Task statement:
How many lines of the listing below contain the string "rough"? Reply with the number alone.

Records shown:
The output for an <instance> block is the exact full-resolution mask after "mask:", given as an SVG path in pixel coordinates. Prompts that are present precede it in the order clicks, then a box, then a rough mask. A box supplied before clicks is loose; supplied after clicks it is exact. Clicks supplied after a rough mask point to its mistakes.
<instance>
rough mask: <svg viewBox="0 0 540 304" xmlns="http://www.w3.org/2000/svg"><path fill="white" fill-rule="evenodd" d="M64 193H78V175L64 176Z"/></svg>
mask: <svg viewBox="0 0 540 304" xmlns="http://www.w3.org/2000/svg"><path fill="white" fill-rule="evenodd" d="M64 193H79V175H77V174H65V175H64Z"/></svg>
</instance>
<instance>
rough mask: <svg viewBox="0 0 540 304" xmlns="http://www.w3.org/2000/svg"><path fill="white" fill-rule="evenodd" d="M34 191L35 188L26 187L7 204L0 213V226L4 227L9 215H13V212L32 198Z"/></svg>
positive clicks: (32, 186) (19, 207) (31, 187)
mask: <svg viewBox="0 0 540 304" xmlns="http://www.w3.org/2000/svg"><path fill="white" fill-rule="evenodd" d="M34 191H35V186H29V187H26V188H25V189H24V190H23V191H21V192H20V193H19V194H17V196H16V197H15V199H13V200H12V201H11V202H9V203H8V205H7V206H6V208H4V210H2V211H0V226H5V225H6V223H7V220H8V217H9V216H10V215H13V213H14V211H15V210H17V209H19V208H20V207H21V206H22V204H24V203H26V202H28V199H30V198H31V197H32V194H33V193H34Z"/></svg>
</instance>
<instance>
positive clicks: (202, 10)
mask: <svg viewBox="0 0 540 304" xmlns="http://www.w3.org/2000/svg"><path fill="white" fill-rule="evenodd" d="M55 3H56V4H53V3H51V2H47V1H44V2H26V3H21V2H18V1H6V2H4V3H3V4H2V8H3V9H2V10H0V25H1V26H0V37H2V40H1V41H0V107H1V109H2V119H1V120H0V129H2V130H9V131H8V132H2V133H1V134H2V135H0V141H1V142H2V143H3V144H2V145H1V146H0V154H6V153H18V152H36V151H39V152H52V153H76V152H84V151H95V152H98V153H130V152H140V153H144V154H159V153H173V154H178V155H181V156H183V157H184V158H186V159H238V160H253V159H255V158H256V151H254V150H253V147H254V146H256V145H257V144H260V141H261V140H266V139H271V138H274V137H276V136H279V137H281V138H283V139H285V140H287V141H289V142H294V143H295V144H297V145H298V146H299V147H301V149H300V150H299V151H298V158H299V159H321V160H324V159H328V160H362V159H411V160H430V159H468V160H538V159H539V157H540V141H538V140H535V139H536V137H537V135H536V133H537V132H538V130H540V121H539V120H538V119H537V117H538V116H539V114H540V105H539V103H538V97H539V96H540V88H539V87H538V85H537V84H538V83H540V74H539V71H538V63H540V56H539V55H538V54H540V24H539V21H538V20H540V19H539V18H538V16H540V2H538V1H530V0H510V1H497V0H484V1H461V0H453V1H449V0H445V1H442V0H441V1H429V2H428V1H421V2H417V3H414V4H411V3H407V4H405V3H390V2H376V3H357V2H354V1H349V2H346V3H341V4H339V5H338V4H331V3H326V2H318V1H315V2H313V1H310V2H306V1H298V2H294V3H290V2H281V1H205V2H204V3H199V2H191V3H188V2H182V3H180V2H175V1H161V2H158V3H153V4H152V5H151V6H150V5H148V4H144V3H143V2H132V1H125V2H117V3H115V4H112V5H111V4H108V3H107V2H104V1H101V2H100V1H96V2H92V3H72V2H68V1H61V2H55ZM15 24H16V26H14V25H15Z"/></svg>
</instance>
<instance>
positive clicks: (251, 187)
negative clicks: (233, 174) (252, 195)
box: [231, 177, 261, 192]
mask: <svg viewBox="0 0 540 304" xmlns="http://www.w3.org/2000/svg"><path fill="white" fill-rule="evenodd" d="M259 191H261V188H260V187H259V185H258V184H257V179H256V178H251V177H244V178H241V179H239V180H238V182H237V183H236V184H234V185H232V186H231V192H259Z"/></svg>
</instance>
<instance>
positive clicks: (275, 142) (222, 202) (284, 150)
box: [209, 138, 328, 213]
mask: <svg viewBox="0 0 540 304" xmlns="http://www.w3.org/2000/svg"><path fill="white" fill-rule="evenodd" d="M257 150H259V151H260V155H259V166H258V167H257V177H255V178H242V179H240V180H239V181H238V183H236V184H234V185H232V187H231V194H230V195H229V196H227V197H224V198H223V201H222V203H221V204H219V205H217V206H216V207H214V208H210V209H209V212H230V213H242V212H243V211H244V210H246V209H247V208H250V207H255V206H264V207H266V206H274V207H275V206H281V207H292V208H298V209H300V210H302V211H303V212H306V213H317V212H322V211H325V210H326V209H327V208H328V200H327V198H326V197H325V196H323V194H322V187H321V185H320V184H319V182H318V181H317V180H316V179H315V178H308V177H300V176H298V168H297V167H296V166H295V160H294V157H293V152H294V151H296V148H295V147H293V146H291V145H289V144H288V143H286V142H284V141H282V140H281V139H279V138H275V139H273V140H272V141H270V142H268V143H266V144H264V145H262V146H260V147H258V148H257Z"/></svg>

Solution to the problem:
3